WHAT THIS TASK INVOLVES
Check each line of the material, and show the ones that include the word "cuff".

INFORMATION
+ + + + +
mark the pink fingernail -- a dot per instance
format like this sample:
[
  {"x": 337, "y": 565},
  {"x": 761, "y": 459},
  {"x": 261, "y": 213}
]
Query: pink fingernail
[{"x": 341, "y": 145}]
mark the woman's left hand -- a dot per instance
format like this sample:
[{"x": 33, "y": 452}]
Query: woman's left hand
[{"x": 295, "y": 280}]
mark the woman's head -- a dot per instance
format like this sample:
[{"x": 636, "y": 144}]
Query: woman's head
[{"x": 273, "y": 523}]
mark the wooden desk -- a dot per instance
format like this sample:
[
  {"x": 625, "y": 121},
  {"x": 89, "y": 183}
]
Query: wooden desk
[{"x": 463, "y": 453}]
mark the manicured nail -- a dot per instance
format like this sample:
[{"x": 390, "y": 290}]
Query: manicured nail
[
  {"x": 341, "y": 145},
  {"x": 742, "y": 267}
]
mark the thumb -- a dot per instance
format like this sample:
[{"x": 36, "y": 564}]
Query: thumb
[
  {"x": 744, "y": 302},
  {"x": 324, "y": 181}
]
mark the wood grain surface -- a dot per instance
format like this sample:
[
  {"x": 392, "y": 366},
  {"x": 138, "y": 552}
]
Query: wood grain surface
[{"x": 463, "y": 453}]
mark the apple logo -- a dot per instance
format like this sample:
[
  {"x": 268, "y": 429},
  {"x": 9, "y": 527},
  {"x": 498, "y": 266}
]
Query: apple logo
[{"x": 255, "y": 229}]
+ + + + +
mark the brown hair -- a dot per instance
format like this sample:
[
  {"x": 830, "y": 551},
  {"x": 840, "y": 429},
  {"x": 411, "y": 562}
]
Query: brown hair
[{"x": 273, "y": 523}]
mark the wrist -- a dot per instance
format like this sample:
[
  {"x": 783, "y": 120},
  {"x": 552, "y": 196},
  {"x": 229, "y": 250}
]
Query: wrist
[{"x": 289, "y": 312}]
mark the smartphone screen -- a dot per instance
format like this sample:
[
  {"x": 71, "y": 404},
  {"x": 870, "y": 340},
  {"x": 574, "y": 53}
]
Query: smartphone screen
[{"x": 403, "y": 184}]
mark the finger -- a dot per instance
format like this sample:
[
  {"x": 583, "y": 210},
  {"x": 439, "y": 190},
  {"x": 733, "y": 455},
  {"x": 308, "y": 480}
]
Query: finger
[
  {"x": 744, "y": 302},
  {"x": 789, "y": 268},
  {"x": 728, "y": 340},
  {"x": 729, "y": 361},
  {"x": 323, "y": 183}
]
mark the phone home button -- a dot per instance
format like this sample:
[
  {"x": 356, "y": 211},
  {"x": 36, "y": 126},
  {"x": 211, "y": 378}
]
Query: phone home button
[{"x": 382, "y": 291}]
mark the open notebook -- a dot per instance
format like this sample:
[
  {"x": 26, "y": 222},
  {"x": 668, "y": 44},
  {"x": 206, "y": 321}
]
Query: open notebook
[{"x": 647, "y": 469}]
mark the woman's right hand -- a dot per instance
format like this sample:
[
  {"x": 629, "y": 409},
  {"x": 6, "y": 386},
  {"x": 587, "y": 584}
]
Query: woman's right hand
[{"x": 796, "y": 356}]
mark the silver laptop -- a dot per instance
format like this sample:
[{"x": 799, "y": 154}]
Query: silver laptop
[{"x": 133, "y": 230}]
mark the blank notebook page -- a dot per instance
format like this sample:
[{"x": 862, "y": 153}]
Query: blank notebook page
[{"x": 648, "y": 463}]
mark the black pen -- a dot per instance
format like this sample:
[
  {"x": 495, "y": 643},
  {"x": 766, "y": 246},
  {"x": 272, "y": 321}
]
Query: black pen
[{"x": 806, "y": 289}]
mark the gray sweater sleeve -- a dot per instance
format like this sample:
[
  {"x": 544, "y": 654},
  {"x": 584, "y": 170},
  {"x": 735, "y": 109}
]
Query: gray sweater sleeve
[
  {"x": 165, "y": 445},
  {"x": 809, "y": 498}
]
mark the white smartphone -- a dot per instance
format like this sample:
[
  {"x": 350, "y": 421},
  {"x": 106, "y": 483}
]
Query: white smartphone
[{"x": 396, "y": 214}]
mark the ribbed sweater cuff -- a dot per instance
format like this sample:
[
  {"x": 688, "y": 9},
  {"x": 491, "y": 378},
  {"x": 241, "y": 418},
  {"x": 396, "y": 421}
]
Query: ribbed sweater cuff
+ + + + +
RESPONSE BELOW
mark the ribbed sweater cuff -- a dot per instance
Query: ribbed sweater cuff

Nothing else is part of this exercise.